Trecho fornecido:
>>>

A lei do retorno - 32


A Clara tem agora cinquenta e sete anos e é a minha muito querida prima/irmã, quase uma filha, porque cuidei muito dela em pequena, na qualidade de irmã mais velha. Amo a Clara como ela é, com todas as suas maluquices e doidices, que não são poucas.

 

Dos cinco, dos quais eu faço parte, ela sempre foi a que mais trabalho deu. Só fazia aquilo que queria e não tinha medo de nada nem de ninguém. Sempre que a levávamos a passear no parque, o que normalmente acontecia comigo ou com o avô, onde houvesse água, fonte, lago, apesar de todas as nossas recomendações, a Clarinha enfiava-se lá, obrigando-nos a esperar, esperar, quase como uma tortura porque, apesar de todas as ameaças que lhe fazíamos, nomeadamente, advertindo-a de que nos iríamos embora deixando-a sozinha, nada adiantava. Ela sabia que eram só ameaças e que, na verdade, jamais o faríamos. E assim, invariavelmente, chegava a casa encharcada da cabeça aos pés, feliz e contente, ignorando tudo e todos, até os piores sermões da avó, que sempre nos culpava por aqueles incidentes, achando que não tínhamos nunca o cuidado suficiente com a “menina”.

<<<

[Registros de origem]

>>>

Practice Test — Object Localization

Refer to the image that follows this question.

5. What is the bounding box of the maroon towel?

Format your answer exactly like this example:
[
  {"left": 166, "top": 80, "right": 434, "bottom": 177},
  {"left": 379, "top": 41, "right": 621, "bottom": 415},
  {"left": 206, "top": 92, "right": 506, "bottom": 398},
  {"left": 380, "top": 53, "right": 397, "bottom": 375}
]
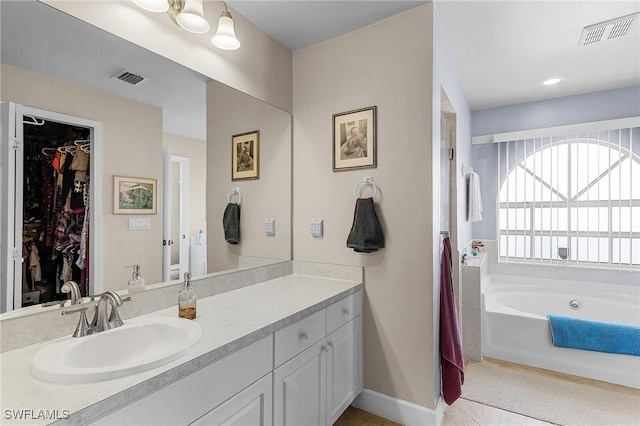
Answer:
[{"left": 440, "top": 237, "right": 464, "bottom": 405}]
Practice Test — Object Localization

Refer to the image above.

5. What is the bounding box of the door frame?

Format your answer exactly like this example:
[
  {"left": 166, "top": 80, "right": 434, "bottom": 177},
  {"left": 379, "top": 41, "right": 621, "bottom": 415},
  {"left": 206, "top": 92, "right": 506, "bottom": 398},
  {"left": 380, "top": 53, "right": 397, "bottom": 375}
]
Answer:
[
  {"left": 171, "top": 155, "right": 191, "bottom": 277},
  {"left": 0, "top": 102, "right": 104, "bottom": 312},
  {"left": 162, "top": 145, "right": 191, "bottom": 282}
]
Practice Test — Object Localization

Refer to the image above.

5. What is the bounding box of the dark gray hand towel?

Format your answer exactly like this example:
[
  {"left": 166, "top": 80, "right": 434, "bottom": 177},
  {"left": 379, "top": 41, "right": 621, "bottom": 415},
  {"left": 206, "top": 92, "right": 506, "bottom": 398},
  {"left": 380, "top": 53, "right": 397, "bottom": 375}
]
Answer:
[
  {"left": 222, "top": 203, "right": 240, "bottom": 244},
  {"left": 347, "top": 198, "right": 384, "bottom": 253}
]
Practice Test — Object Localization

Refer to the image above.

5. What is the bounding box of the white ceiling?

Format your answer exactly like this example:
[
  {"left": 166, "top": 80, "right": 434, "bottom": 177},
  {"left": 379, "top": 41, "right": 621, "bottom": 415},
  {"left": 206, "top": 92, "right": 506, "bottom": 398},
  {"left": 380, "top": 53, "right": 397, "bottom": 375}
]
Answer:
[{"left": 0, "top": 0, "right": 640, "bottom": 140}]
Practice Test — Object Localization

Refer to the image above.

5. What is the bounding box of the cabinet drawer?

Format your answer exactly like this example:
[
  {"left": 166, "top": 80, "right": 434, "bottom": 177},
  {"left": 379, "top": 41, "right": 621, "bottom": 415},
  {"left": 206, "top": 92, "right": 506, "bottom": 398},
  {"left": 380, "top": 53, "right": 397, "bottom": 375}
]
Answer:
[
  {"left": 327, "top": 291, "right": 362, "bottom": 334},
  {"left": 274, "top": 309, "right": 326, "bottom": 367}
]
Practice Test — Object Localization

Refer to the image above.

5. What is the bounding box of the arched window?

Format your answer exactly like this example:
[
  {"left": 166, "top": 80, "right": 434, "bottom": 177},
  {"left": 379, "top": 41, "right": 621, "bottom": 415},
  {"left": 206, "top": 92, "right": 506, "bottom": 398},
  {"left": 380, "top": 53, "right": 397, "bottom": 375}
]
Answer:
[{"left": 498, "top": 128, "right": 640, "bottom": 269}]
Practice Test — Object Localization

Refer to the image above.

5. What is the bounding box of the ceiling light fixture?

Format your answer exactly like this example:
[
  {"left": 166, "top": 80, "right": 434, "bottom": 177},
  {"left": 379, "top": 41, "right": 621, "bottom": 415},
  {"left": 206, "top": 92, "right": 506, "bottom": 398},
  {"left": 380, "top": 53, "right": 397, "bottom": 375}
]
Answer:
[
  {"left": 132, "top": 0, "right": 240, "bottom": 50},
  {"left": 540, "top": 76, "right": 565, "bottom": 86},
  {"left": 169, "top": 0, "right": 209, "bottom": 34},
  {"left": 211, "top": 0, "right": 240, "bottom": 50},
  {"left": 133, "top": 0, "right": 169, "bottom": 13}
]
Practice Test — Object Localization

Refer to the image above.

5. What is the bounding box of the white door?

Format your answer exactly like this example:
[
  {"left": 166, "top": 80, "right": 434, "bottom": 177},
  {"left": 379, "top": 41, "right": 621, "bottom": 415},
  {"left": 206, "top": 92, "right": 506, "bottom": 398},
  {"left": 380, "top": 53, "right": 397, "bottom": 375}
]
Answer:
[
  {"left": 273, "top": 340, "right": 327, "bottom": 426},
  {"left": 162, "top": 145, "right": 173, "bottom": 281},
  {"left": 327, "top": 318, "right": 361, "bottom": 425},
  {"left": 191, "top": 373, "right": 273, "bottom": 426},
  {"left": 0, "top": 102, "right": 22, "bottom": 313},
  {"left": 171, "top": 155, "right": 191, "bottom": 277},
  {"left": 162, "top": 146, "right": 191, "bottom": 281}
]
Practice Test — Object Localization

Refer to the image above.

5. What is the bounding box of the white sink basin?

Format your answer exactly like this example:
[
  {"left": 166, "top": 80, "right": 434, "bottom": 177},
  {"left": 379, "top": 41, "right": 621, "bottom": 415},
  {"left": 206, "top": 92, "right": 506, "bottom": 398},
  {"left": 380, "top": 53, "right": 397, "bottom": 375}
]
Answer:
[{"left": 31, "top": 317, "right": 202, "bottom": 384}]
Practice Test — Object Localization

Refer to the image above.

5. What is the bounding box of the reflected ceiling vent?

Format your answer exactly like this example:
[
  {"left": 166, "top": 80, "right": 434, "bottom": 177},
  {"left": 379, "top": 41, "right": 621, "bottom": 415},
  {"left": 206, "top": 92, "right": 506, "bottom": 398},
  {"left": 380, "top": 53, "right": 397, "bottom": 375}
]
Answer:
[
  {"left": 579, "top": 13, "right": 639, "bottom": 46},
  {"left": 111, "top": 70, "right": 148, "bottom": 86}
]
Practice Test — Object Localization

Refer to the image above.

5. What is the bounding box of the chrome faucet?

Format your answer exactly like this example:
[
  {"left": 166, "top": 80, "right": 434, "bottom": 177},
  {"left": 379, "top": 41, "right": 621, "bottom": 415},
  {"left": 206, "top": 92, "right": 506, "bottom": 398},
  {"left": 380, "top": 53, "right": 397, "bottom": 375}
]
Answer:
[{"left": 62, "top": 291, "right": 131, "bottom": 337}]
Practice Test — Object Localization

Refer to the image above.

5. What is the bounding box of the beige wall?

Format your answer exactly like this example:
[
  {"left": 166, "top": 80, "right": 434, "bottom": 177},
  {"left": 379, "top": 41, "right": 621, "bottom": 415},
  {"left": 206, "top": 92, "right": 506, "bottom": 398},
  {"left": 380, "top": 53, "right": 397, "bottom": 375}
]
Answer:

<<<

Lista de tarefas:
(1) Que idade tem a Clara, segundo o trecho?
(2) Devolva, sem nenhuma alteração, a parte do trecho que se inicia com as palavras "A lei do retorno" e termina com "não são poucas.".

Respostas em ordem:
(1) Cinquenta e sete anos.

(2)
A lei do retorno - 32


A Clara tem agora cinquenta e sete anos e é a minha muito querida prima/irmã, quase uma filha, porque cuidei muito dela em pequena, na qualidade de irmã mais velha. Amo a Clara como ela é, com todas as suas maluquices e doidices, que não são poucas.